PEYZAJ TASARIMININ TEMEL İLKELERİ.24.09.2014
1.Tekrar: Peyzaj tasarımında bir objenin
(bitki, bank, aydınlatma elemanı vb.) birden fazla, aynı ya da benzer bir
şekilde kullanılmasına “tekrar” denir. Objeler, sürekli yada kesilerek belirli
aralıklarla tasarımda yea alabilir. Tasarımlarda yer alan çizim, form ve
şekillerin ölçü, biçim, renk, doku, aralık ve yön gibi özelliklerin tümüyle aynı
olarak tekrarlanması “tam tekrar” olarak adlandırılır. Tasarım ögelerinin ölçü,
biçim, renk ve dokularının aynı, fakat aralık ve yönlerinin farklı düzenlenmesi
tasarımda “tekrar” olarak bilinir.
Tasarım ögeleri arasında ölçü, biçim, renk, doku, aralık ve yönlerinde
küçük değişikliklerin yapılması “değişken tekrar”dır.
Aralıklı Tekrar: Monotonluğu önlemek ve tasarımın
çekiciliğini sağlamak adına tasarımda birleştirici ve bütünlük yaratacak bir
şekilde tekrarın belirli aralıklarla yapılmasına “aralıklı tekrar” denilir.
Aralıklı tekrar, gerekli yerde ve yeterli ölçüde kullanılmalıdır. Fazlası
monotonluk yaratabilir.
2.Denge: Tasarımın sağlam bir temele oturtulması denge
ilkesiyle sağlanabilir. Bu nedenle ortaya çıkan sonuçların stabil, dengeli ve
yerleşmişlik algısını yaratması, başarılı çalışmanın ilk adımlarından biridir.

-- Yönergeler --
A - Aşağıdaki ifadelerin alıntı metinle uyuşup uyuşmadığını belirtin. Her biri için evet ya da hayır deyin ve karara esas olan sözleri metinden aynen aktarın.
(i) Aralıklı tekrarın fazlası monotonluk yaratabilir.
(ii) Tam tekrarda ögelerin renk ve dokusu aynı kalır, ancak aralık ve yönleri değişir.
(iii) Tasarımın sağlam bir temele oturtulması denge ilkesiyle sağlanabilir.
B - Alıntı metne göre aşağıdaki soruları yanıtlayın:
(i) Tekrarın tanımında parantez içinde hangi obje örnekleri verilir?
(ii) Tasarım ögeleri arasında küçük değişikliklerin yapılmasına ne ad verilir?
(iii) Aralıklı tekrar hangi amaçlarla yapılır?
Yanıtlarınızı yalnızca alıntı metne dayandırın.

-- Gösterilen Veriler --
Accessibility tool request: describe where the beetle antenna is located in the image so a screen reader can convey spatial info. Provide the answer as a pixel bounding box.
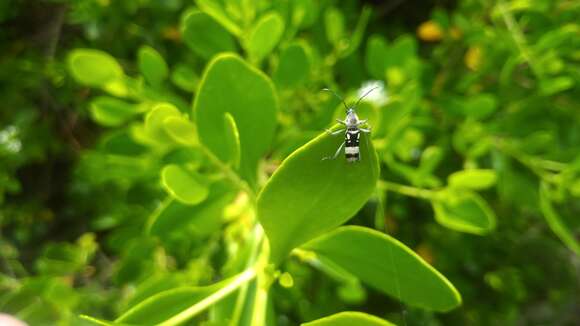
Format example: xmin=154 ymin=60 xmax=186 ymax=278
xmin=354 ymin=86 xmax=379 ymax=108
xmin=322 ymin=88 xmax=348 ymax=111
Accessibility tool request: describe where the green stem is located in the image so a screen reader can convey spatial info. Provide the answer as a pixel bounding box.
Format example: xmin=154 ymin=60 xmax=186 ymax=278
xmin=378 ymin=180 xmax=435 ymax=200
xmin=230 ymin=224 xmax=264 ymax=326
xmin=497 ymin=0 xmax=541 ymax=79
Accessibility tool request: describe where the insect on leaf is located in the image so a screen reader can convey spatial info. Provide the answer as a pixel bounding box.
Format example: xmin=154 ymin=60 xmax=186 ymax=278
xmin=258 ymin=134 xmax=379 ymax=263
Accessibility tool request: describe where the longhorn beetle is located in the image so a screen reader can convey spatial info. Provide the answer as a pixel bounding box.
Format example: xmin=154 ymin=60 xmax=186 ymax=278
xmin=322 ymin=87 xmax=378 ymax=163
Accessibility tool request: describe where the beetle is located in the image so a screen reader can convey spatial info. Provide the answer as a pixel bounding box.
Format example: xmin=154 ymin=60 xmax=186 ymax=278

-- Yanıtlar --
A -
(i) Evet: "Fazlası monotonluk yaratabilir."
(ii) Hayır: "özelliklerin tümüyle aynı olarak tekrarlanması “tam tekrar” olarak adlandırılır"
(iii) Evet: "Tasarımın sağlam bir temele oturtulması denge ilkesiyle sağlanabilir."

B -
(i) Bitki, bank ve aydınlatma elemanı.
(ii) Değişken tekrar.
(iii) Monotonluğu önlemek ve tasarımın çekiciliğini sağlamak için.